SELECTED EXTRACT →
◆ ◆ ◆ ◆ ◆ ◆ ◆

A clash is coming, that looks to be certain, between the White House and the Federal Reserve. Fed Chairman Powell persistently refused to deliver any comments on questions from journalists around President Trump. The hawkish tilt from the Fed is a message to President Trump that the Fed remains independent and needs to see a clear and unambiguous weakening in the data to prompt further action.

Daily digest market movers: Gold repatriation

  • Markets perceived the Fed rate decision as rather hawkish as the Fed does not seem to be in a hurry to lower US interest rates, Bloomberg reports.
  • A surge in Gold shipments to the US has led to a shortage of bullion in London, as traders amass a $82bn stockpile in New York due to fears of Trump administration tariffs, the Financial Times reports. 
  • The Gold Bar Integrity Database, developed by the London Bullion Market Association, has been launched. The database will trace the precious metal to prevent supply from criminal gangs or conflict zones ending up in bank vaults and stop counterfeit bars stamped with the logos of major refineries from entering the market, Bloomberg reports. 
  • The US Gross Domestic Product (GDP) data for the fourth quarter of 2024 will be released at 13:30 GMT. 

Technical Analysis: All eyes on GDP as catalyst

Although the Fed’s interest rate decision on Wednesday was rather hawkish, that does not mean that Gold is barred from moving higher. In the US GDP report scheduled later this Thursday, the Personal Consumption Expenditures (PCE) component could trigger another leg up in Gold’s price, certainly if the number comes in softer than expected. That would mean a slowdown in the inflation metrics, which could quickly bring Gold up to the all-time high of $2,790.

The first line of support comes in at $2,721, a sort of double top in November and December broken on January 21. Just below that, $2,709 (October 23, 2024, low) is in focus as a second nearby support. In case both abovementioned levels snap, look for a dive back to $2,680 with a full-swing sell-off. 

Conversely, that all-time high of $2,790 is very near now, less than 1% away from current levels. Once above that, a fresh all-time high will present itself. Meanwhile, some analysts and strategists have penciled in calls for $3,000, but $2,800 looks to be a good starting point as the next resistance on the upside. 

XAU/USD: Daily Chart

GDP FAQs

A country’s Gross Domestic Product (GDP) measures the rate of growth of its economy over a given period of time, usually a quarter. The most reliable figures are those that compare GDP to the previous quarter e.g Q2 of 2023 vs Q1 of 2023, or to the same period in the previous year, e.g Q2 of 2023 vs Q2 of 2022. Annualized quarterly GDP figures extrapolate the growth rate of the quarter as if it were constant for the rest of the year. These can be misleading, however, if temporary shocks impact growth in one quarter but are unlikely to last all year – such as happened in the first quarter of 2020 at the outbreak of the covid pandemic, when growth plummeted.

A higher GDP result is generally positive for a nation’s currency as it reflects a growing economy, which is more likely to produce goods and services that can be exported, as well as attracting higher foreign investment. By the same token, when GDP falls it is usually negative for the currency. When an economy grows people tend to spend more, which leads to inflation. The country’s central bank then has to put up interest rates to combat the inflation with the side effect of attracting more capital inflows from global investors, thus helping the local currency appreciate.

When an economy grows and GDP is rising, people tend to spend more which leads to inflation. The country’s central bank then has to put up interest rates to combat the inflation. Higher interest rates are negative for Gold because they increase the opportunity-cost of holding Gold versus placing the money in a cash deposit account. Therefore, a higher GDP growth rate is usually a bearish factor for Gold price.

◆ ◆ ◆ ◆ ◆ ◆ ◆

In the gold market commentary above, at what price does the first line of support come in?

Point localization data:
◆ ◆ ◆ ◆ ◆ ◆ ◆

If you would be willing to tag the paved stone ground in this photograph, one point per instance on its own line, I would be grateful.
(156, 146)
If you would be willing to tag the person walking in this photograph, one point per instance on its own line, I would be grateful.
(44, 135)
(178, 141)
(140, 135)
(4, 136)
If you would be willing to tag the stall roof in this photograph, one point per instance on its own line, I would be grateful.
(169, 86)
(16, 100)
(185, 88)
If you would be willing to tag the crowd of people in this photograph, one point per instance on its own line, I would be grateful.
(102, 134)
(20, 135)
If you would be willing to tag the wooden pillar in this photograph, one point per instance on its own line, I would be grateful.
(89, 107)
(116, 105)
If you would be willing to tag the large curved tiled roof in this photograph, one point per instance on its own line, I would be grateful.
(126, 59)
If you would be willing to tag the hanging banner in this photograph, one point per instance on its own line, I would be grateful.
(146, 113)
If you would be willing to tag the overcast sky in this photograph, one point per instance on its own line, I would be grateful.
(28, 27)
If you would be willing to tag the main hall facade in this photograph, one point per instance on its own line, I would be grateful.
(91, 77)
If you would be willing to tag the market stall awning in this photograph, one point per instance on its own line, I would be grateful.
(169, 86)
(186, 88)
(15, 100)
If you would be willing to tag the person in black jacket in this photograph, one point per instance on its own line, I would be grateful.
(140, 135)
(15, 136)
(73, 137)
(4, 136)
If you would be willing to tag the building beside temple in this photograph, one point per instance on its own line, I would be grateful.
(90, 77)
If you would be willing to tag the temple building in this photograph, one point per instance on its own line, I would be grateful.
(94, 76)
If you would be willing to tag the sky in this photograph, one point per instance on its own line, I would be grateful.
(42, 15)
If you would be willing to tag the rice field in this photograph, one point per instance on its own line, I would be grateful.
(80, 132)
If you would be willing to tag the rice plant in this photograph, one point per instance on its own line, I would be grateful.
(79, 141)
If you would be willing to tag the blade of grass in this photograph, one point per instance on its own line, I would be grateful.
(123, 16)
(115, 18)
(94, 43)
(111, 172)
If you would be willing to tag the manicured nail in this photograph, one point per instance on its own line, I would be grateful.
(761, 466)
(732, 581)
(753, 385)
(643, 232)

◆ ◆ ◆ ◆ ◆ ◆ ◆

EXERCISE ANSWER → $2,721